Looking specifically at new durable goods orders in February, the data were largely mixed. Areas of strength included transportation equipment (up 7.0 percent), primary metals (up 1.7 percent), fabricated metal products (up 0.4 percent), computers and electronic products (up 0.2 percent), and furniture and related products (up 0.2 percent). But, these were offset by reduced new orders for electrical equipment and appliances (down 1.3 percent) and machinery (down 1.2 percent).

Meanwhile, manufactured goods shipments were up 0.9 percent, also rebounding after lower data in both December and January. Durable and nondurable goods shipments rose 0.8 percent and 1.0 percent, respectively. On a year-over-year basis, shipments have grown from $489.5 billion in February 2013 to $493.5 billion, up 0.8 percent.

++++++++

Exercise set
1. In the manufacturing report, which product categories are listed as areas of strength in February's new durable goods orders?
2. Pick up the manufacturing report right after its last sentence on year-over-year shipments, and write a few more sentences in the same style.
The rows that follow have no connection to the manufacturing report above.

++++++++

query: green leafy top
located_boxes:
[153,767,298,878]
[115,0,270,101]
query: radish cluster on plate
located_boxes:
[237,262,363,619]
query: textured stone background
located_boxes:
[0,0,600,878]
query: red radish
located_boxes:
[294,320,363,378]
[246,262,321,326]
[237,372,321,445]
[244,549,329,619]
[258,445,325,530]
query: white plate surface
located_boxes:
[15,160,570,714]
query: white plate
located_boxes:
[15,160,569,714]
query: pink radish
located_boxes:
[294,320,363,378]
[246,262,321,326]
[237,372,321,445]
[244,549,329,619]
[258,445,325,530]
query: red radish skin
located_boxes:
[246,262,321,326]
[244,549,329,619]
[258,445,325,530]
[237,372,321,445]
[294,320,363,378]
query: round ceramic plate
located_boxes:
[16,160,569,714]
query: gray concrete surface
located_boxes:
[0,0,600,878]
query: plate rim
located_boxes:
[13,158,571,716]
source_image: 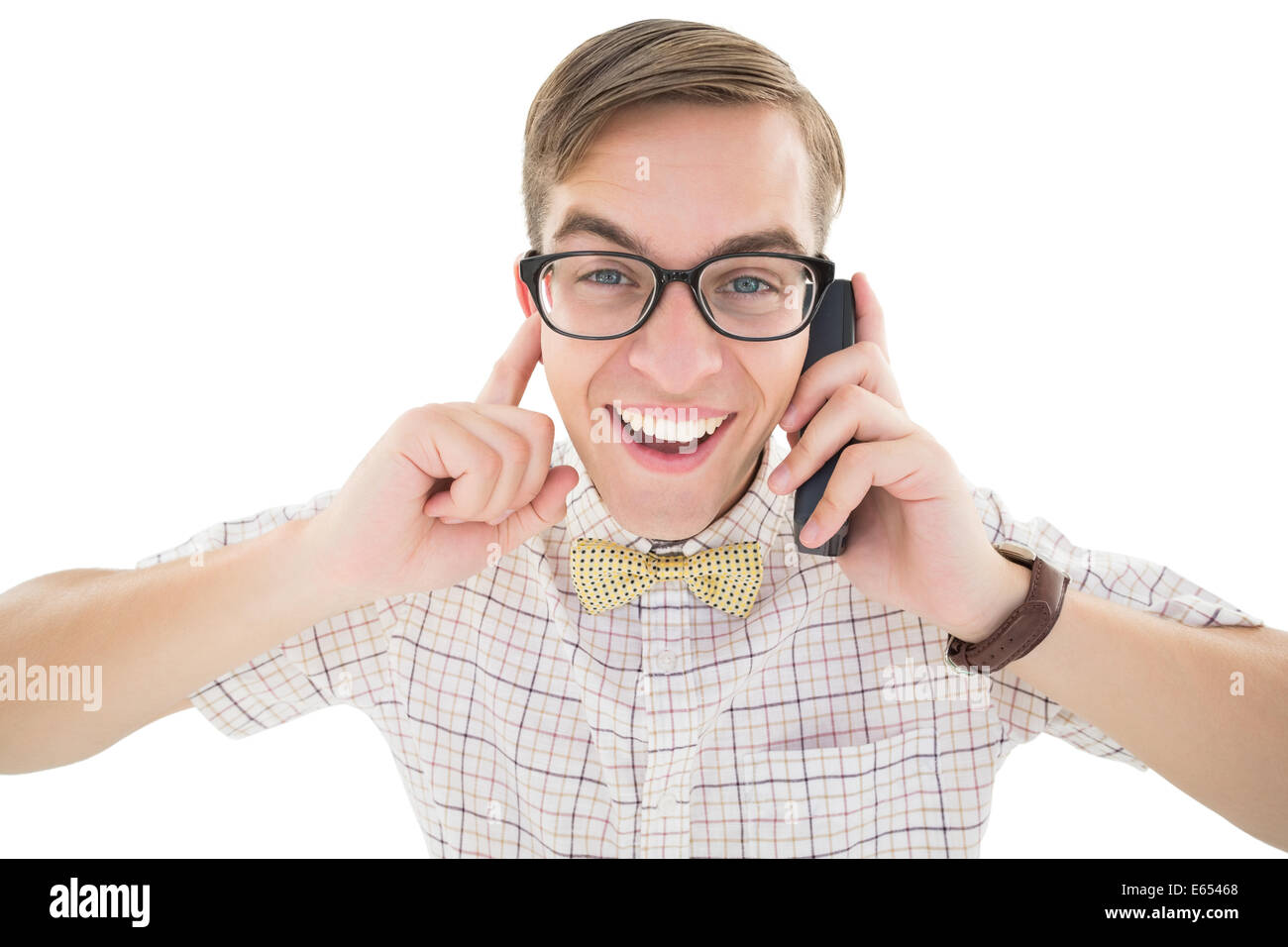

++++++++

Task-by-task results
1.
- Transportation equipment (up 7.0 percent)
- Primary metals (up 1.7 percent)
- Fabricated metal products (up 0.4 percent)
- Computers and electronic products (up 0.2 percent)
- Furniture and related products (up 0.2 percent)

2.
Sectors with the largest increases in monthly shipments included textile products (up 4.9 percent), petroleum and coal products (up 2.0 percent), machinery (up 1.7 percent), nonmetallic mineral products (up 1.7 percent), transportation equipment (up 1.5 percent), apparel (up 1.4 percent), and plastics and rubber products (up 1.0 percent). In contrast, there were declining shipments in the following areas: leather and allied products (down 1.6 percent), computers and electronic products (down 1.4 percent), beverage and tobacco products (down 0.7 percent), electrical equipment and appliances (down 0.5 percent), printing (down 0.3 percent), and wood products (down 0.3 percent).

Chad Moutray is the chief economist, National Association of Manufacturers.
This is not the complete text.